Extracted data entries:
◇ ◇ ◇ ◇ ◇

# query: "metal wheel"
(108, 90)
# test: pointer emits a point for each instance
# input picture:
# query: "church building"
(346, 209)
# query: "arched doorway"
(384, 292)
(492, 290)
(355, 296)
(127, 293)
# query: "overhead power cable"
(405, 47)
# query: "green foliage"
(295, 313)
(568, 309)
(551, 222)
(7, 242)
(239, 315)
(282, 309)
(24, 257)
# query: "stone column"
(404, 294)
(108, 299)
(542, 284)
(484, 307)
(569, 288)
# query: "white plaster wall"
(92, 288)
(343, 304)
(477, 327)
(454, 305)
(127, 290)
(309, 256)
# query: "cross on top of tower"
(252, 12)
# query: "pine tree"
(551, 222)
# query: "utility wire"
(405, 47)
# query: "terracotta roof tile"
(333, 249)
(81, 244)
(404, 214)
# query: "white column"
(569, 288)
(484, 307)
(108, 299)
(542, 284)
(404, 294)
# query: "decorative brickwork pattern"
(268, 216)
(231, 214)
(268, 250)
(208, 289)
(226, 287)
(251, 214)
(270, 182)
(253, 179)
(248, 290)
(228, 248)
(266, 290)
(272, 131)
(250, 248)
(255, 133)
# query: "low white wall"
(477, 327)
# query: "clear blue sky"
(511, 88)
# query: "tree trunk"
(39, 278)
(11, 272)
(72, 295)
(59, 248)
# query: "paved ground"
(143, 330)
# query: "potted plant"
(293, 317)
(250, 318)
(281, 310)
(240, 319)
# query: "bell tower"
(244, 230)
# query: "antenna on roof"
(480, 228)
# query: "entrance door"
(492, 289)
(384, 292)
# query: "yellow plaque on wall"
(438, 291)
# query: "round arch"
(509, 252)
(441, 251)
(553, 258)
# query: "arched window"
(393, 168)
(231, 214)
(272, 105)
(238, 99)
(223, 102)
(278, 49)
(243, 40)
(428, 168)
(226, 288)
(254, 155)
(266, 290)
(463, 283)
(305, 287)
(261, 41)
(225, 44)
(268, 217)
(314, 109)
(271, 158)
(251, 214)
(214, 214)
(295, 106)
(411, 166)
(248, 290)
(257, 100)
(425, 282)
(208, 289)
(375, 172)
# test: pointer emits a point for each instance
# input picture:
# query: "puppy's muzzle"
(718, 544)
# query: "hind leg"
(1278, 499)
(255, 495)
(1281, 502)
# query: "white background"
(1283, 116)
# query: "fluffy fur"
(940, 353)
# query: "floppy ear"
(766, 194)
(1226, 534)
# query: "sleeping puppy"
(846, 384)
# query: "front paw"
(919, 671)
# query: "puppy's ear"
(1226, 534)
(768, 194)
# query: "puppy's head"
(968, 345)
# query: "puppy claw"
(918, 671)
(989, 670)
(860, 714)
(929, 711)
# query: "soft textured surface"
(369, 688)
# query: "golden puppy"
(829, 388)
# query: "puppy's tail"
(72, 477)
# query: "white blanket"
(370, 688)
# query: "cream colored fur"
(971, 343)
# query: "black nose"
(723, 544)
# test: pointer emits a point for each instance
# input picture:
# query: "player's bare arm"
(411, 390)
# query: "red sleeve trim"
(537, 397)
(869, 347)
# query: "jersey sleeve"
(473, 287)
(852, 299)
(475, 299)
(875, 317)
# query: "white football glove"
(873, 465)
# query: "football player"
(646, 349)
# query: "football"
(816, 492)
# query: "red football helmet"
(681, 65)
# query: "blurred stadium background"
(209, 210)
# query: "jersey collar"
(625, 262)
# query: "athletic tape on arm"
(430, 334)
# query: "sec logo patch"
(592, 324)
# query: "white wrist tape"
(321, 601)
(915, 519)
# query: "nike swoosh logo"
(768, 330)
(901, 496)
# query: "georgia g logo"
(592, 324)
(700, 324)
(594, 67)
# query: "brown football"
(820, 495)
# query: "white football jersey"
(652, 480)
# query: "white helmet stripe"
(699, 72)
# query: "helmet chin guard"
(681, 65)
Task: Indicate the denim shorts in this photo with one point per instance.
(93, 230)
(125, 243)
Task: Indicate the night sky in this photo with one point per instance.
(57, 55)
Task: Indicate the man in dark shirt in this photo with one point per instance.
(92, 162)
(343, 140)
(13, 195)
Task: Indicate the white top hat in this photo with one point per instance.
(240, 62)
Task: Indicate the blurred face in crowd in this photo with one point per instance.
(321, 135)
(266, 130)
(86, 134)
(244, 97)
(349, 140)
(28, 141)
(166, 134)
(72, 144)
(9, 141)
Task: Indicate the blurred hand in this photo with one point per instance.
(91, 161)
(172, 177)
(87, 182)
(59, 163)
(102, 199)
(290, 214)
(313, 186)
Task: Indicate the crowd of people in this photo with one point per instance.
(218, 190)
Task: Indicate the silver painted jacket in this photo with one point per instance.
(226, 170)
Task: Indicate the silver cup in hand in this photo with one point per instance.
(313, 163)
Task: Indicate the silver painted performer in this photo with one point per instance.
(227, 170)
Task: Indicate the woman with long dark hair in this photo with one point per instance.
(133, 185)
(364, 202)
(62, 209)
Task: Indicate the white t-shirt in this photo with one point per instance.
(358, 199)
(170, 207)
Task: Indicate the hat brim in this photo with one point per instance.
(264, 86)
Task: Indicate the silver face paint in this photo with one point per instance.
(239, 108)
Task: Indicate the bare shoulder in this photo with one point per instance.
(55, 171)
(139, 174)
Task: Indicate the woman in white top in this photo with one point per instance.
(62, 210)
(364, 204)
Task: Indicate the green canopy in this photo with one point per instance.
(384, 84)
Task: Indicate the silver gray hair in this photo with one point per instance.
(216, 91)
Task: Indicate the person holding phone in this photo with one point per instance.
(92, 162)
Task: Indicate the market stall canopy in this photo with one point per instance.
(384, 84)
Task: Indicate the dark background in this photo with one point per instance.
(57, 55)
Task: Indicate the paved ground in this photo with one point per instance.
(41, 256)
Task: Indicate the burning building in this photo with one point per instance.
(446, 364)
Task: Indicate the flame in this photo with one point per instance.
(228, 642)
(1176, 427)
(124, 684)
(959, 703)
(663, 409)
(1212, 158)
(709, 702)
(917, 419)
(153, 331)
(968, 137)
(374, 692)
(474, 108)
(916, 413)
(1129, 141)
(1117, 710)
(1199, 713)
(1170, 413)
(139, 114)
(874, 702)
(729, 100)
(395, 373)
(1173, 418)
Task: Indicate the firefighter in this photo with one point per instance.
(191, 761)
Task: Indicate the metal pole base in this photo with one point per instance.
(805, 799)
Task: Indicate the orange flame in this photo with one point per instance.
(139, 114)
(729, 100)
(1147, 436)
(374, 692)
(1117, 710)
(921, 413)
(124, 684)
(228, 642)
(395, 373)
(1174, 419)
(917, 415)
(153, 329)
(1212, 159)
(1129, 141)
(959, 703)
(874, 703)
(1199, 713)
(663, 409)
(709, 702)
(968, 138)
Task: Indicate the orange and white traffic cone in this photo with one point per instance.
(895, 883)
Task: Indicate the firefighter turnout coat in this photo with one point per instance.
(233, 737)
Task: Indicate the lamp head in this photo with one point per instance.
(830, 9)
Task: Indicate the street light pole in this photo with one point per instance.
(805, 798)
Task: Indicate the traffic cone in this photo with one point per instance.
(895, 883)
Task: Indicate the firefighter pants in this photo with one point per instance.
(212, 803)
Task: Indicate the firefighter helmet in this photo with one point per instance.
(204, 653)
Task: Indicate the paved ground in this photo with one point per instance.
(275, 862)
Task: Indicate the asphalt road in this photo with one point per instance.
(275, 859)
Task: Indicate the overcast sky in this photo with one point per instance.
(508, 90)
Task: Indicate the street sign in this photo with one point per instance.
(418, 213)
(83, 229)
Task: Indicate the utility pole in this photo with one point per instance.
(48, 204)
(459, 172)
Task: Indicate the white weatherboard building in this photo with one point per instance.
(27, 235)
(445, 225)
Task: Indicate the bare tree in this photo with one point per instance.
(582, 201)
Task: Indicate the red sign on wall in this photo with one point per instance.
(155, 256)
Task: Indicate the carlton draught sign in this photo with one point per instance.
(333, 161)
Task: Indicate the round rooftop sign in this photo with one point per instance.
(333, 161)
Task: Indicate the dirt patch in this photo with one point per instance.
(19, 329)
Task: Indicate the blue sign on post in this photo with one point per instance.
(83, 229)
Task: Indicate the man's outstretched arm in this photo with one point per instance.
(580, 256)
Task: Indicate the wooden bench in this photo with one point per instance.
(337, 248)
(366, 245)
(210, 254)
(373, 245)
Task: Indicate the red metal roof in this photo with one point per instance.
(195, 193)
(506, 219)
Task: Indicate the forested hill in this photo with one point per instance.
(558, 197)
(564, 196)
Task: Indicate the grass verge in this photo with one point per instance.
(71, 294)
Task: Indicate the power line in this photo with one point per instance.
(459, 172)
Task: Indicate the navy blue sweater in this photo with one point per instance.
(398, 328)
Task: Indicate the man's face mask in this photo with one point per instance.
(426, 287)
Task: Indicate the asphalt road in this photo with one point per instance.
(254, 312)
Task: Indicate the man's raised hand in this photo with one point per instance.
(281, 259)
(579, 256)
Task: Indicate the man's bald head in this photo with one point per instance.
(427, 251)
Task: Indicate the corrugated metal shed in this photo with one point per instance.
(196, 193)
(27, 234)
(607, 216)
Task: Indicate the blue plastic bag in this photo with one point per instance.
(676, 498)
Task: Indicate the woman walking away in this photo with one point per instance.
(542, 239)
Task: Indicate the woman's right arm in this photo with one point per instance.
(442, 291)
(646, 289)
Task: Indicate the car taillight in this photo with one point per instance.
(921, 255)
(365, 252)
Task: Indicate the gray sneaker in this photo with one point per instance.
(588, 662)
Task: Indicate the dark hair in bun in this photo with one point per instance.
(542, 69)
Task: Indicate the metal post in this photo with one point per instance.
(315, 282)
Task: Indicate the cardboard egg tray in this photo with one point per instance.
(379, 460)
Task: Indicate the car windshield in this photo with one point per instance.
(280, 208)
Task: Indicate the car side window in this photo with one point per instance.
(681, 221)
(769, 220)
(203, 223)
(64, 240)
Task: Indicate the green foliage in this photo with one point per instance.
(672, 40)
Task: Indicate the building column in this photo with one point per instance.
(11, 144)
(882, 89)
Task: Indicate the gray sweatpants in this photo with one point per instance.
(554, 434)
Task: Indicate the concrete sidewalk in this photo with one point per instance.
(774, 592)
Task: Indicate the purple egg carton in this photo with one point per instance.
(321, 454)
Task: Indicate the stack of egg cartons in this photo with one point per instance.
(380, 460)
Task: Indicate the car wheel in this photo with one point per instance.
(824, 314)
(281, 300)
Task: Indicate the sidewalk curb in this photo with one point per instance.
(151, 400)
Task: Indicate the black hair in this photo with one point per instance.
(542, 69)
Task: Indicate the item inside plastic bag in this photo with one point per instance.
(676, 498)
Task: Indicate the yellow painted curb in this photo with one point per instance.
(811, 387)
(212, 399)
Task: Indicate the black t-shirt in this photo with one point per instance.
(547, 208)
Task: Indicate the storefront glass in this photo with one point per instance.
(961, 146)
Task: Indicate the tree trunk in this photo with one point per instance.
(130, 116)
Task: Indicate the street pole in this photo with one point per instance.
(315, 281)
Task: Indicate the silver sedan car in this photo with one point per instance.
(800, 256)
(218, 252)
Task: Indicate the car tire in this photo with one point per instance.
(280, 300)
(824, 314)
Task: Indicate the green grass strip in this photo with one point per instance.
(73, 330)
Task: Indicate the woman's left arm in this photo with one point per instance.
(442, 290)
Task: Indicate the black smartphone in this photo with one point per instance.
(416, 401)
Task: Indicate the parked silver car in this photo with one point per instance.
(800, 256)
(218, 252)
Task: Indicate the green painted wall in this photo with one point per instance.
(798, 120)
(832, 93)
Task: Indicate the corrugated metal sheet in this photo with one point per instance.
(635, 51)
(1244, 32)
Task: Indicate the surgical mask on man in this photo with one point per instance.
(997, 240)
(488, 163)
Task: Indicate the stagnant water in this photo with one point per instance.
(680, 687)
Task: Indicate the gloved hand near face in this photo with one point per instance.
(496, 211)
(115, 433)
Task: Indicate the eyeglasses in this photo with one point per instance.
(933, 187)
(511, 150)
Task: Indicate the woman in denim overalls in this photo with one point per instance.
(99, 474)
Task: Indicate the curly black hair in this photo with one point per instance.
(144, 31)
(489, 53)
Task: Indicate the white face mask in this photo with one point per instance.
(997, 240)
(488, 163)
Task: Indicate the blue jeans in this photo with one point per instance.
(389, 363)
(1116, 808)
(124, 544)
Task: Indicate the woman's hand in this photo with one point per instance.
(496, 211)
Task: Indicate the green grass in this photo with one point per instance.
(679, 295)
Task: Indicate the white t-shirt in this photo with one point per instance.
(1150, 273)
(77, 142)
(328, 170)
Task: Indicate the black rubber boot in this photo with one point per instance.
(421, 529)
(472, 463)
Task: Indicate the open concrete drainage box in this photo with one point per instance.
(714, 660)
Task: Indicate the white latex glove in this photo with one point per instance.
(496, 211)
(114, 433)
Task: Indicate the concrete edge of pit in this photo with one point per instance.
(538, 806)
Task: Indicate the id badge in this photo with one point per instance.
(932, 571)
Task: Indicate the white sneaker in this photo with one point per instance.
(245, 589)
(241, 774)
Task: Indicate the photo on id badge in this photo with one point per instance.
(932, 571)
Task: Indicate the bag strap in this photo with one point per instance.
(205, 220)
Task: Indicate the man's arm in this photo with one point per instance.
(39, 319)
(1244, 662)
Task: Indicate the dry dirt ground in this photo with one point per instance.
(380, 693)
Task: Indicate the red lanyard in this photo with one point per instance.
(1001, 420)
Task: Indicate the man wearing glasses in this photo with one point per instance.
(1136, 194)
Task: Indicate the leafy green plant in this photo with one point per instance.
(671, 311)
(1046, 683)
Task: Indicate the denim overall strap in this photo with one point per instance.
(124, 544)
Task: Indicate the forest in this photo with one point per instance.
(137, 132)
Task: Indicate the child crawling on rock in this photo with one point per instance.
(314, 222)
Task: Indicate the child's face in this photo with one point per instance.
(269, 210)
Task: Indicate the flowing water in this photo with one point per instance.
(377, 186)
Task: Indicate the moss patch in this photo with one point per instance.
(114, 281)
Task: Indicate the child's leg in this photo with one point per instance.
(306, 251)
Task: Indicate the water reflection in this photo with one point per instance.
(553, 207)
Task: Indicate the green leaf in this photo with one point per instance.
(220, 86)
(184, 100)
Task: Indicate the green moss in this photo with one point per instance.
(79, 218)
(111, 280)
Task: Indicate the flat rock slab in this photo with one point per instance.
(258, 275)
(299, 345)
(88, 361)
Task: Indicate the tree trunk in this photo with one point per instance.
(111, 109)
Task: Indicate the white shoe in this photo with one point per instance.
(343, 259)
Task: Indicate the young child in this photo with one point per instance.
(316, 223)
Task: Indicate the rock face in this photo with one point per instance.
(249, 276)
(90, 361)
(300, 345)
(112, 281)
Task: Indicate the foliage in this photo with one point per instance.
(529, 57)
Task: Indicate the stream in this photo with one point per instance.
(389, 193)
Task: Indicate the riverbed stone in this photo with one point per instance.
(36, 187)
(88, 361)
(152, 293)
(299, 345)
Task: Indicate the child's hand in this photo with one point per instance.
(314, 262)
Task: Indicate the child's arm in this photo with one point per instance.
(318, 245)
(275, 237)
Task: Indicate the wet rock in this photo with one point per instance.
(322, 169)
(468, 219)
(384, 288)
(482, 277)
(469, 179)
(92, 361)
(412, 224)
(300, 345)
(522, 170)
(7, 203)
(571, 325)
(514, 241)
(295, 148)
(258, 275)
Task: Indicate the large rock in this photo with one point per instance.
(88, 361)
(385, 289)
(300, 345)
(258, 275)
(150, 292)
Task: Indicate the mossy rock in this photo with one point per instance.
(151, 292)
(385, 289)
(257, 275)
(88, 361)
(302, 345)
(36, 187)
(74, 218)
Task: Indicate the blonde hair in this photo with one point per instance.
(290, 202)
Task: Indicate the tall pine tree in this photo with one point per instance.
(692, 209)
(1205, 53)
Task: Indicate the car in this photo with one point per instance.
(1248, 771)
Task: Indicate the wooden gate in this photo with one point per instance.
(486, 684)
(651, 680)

◇ ◇ ◇ ◇ ◇

Exercise
Return, without any change, only the lines from the one containing "Task: Indicate the green moss" through the last line of the entries above.

Answer
Task: Indicate the green moss in this photo with one point per instance.
(79, 218)
(111, 280)
Task: Indicate the flat rock slab in this photo with one point per instance.
(258, 275)
(299, 345)
(88, 361)
Task: Indicate the tree trunk in this photo with one point per instance.
(111, 109)
Task: Indicate the white shoe in this photo with one point per instance.
(343, 259)
Task: Indicate the young child in this photo with one point per instance.
(316, 223)
Task: Indicate the rock face in this photo with one point per instance.
(249, 276)
(90, 361)
(300, 345)
(112, 281)
Task: Indicate the foliage in this photo with one point per instance.
(529, 57)
Task: Indicate the stream in this photo with one point per instance.
(389, 193)
Task: Indicate the riverbed stone in this photo with one point per instance.
(36, 187)
(88, 361)
(152, 293)
(299, 345)
Task: Indicate the child's hand in this photo with one point per instance.
(314, 262)
Task: Indicate the child's arm in this photo with one point per instance.
(318, 245)
(275, 237)
Task: Indicate the wet rock in this photo with one point per instance.
(322, 169)
(468, 219)
(384, 288)
(482, 277)
(469, 179)
(92, 361)
(412, 224)
(300, 345)
(522, 170)
(7, 203)
(571, 325)
(514, 241)
(295, 148)
(258, 275)
Task: Indicate the large rock in this photo with one point per instance.
(88, 361)
(385, 289)
(300, 345)
(258, 275)
(150, 292)
Task: Indicate the mossy rock in this photo with one point per instance.
(151, 292)
(385, 289)
(257, 275)
(88, 361)
(302, 345)
(36, 187)
(74, 218)
Task: Indicate the blonde hair in this photo with one point per instance.
(290, 202)
Task: Indicate the tall pine tree in this photo with one point per instance.
(692, 209)
(1205, 53)
Task: Indicate the car in this photo with one point per instance.
(1248, 771)
Task: Indicate the wooden gate in this photo with one point per instance.
(486, 684)
(651, 680)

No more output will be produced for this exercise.